* _SOURCE DATA_
- - -

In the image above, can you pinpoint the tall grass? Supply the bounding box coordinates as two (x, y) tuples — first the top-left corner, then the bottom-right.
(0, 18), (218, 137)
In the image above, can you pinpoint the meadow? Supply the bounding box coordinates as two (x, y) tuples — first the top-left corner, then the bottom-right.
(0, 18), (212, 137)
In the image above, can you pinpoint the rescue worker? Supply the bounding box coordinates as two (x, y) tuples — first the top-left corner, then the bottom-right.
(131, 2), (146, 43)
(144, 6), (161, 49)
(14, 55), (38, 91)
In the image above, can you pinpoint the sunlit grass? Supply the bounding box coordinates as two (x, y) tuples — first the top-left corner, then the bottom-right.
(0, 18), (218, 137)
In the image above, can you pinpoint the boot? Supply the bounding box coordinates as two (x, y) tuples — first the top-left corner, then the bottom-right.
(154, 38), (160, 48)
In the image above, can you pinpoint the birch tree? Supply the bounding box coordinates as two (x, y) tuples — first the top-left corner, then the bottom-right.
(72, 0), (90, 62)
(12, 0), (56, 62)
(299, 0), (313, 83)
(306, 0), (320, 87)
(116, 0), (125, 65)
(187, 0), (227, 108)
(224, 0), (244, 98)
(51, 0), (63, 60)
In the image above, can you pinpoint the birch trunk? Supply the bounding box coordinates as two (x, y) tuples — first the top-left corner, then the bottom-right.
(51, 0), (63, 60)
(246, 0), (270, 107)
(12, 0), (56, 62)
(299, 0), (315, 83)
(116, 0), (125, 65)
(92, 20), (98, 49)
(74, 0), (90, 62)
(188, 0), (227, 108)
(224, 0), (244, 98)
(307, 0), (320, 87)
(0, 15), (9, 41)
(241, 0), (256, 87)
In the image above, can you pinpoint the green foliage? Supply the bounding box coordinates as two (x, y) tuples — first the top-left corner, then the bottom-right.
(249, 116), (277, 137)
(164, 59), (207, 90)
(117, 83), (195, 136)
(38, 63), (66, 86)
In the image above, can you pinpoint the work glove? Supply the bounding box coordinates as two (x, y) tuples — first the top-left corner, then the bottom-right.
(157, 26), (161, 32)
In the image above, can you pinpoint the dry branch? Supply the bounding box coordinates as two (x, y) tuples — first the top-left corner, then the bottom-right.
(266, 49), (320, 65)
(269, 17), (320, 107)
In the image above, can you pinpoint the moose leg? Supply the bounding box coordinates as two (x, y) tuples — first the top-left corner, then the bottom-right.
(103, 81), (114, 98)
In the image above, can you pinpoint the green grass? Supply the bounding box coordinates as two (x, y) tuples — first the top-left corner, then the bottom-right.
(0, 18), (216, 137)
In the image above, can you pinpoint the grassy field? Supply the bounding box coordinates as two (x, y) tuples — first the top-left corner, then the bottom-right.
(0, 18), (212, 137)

- - -

* _DESCRIPTION OF THE TASK_
Recast every row above as a JSON list of strings, with one string for each line and blank lines omitted.

* _TASK ANSWER_
[
  "In the image above, can you pinpoint the tall grass? Supply the bounding box coordinates as two (x, y) tuples — first the top-left corner, then the bottom-right.",
  "(0, 18), (218, 137)",
  "In the image above, can you pinpoint the meadow? Supply the bounding box coordinates as two (x, y) tuples — first the top-left corner, then the bottom-right.",
  "(0, 18), (212, 137)",
  "In the image above, can you pinpoint the rescue worker? Supply the bounding box coordinates as two (x, y) tuples — first the top-left corner, then the bottom-right.",
  "(131, 2), (146, 43)",
  "(144, 6), (161, 49)",
  "(14, 55), (38, 91)",
  "In the image above, can you pinpoint the sunlit grass? Supply the bounding box coordinates as two (x, y) tuples — first the top-left corner, then the bottom-right.",
  "(0, 18), (218, 137)",
  "In the image above, can you pinpoint the boot? Supply the bounding box coordinates as two (x, y) tuples — first the top-left corner, then the bottom-right.",
  "(154, 38), (160, 48)",
  "In the image above, can you pinpoint the birch tree? Supply the bounding box coordinates as two (x, y) tuples — first the top-left corner, then the bottom-right.",
  "(72, 0), (90, 62)",
  "(12, 0), (56, 62)",
  "(299, 0), (313, 83)",
  "(306, 0), (320, 87)",
  "(116, 0), (125, 65)",
  "(187, 0), (227, 108)",
  "(224, 0), (244, 98)",
  "(51, 0), (63, 60)",
  "In the image above, can you pinpoint the birch trunk? Supply the bounding box coordinates as two (x, y) tuples — first the top-left corner, then the bottom-right.",
  "(51, 0), (63, 60)",
  "(246, 0), (270, 107)",
  "(12, 0), (56, 62)",
  "(299, 0), (315, 83)",
  "(116, 0), (125, 65)",
  "(92, 20), (98, 49)",
  "(74, 0), (90, 62)",
  "(188, 0), (227, 108)",
  "(224, 0), (244, 98)",
  "(307, 0), (320, 87)",
  "(0, 15), (9, 41)",
  "(241, 0), (256, 87)",
  "In the image above, can you pinpoint the green foliage? Supply the bounding box coordinates as two (x, y) tuples — first the top-left corner, then the bottom-right.",
  "(249, 116), (277, 137)",
  "(164, 59), (207, 90)",
  "(117, 83), (195, 136)",
  "(38, 63), (66, 86)",
  "In the image above, can you pinpoint the work glove? Supply the bounding box coordinates as two (x, y) tuples — first the top-left corner, then the bottom-right.",
  "(157, 26), (161, 32)",
  "In the image above, can you pinpoint the dry branch? Supply the bounding box coordinates as two (x, y) tuples — first the top-left corner, then the bottom-right.",
  "(266, 49), (320, 65)",
  "(269, 17), (320, 107)",
  "In the image above, can you pinpoint the moose leg? Supply the bounding box coordinates as two (x, y) tuples — first the top-left corner, then the bottom-right.",
  "(103, 81), (114, 98)",
  "In the image above, can you pinpoint the green grass? Supply the bounding box coordinates as two (x, y) tuples — first the top-left corner, then the bottom-right.",
  "(0, 18), (216, 137)",
  "In the image above, can you pinpoint the grassy field? Supply the bounding box coordinates as two (x, y) tuples — first the top-left corner, then the bottom-right.",
  "(0, 18), (212, 137)"
]